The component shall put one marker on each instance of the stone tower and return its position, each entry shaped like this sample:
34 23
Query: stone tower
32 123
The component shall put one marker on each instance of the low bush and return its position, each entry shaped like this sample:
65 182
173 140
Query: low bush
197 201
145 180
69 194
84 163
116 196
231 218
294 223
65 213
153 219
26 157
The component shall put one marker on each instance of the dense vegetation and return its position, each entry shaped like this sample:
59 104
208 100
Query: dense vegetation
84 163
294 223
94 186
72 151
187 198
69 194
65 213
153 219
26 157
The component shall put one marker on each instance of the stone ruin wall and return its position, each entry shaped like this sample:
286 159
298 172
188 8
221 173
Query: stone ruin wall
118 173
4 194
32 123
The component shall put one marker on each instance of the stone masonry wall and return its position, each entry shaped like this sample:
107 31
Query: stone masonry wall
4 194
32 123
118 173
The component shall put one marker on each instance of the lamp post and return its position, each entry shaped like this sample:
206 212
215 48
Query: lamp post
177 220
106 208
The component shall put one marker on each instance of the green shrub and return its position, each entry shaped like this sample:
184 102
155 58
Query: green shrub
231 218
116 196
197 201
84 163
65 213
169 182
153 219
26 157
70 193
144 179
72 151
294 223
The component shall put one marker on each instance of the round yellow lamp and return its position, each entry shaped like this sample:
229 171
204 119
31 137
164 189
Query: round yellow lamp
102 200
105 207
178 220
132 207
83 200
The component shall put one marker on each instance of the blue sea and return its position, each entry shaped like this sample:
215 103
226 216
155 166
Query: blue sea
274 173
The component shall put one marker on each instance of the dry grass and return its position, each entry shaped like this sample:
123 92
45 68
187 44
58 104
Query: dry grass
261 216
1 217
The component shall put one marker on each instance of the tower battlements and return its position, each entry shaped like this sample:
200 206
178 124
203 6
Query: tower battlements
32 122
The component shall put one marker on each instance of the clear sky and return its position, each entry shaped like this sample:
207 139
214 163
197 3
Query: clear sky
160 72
______________________________
● **ABOUT THIS TASK**:
A word-for-word copy of the data is the expected answer.

● **COMPLETED EXERCISE**:
The component shall put one marker on each instance of the stone tower and return its position, each entry shaped like this sample:
34 23
Query: stone tower
32 123
The component shall put one marker on each instance of the low bush and return its position, each entry shaped like this sample:
65 182
173 140
Query: low bush
197 201
145 180
69 194
84 163
116 196
231 218
294 223
65 213
153 219
26 157
The component shall put one marker on each instance of the dense vegetation and return its position, each entry shaped like this sample:
59 104
208 100
Query: dense vegetation
84 163
294 223
94 186
72 151
187 198
69 194
65 213
153 219
26 157
The component shall put one marker on each instance of the stone ruin wall and return its position, each entry shaped like this sample:
286 159
298 172
188 8
221 173
Query: stone ruin wall
118 173
4 194
32 123
The component shall put one marker on each instance of the stone masonry wall and return its position, each entry shaped like this sample:
107 31
Query: stone masonry wall
4 194
32 123
118 173
The component shall put one marker on each instance of the lamp post and return its position, each entry shaped like this sample:
206 212
215 48
Query: lamp post
177 220
106 208
The component shall put one marker on each instance of the green shrub and return its position, each entry shaped like this sample:
184 102
155 58
Query: green shrub
231 218
116 196
197 201
84 163
65 213
169 182
153 219
26 157
70 193
144 179
72 151
294 223
The component shall put one marker on each instance of the round yellow lamp and return its position, each entry shaped like this sample:
229 171
204 119
31 137
164 189
Query: round yellow lamp
102 200
105 207
178 220
132 207
83 200
The component shall put one marker on each instance of the blue sea and return its position, each entry shaped like this sample:
215 103
226 216
155 166
Query: blue sea
274 173
The component shall put one marker on each instance of the dry grass and return its position, each entry shaped like this sample:
123 92
45 68
187 44
58 104
Query: dry grass
261 216
1 217
The component shall put one marker on each instance of the tower battlements and return its position, each entry shaped like this sample:
200 206
178 124
203 6
Query: tower battlements
32 122
The component shall put one marker on each instance of the clear sky and return its position, each entry shaped like this sample:
207 139
214 163
197 3
Query: clear sky
160 72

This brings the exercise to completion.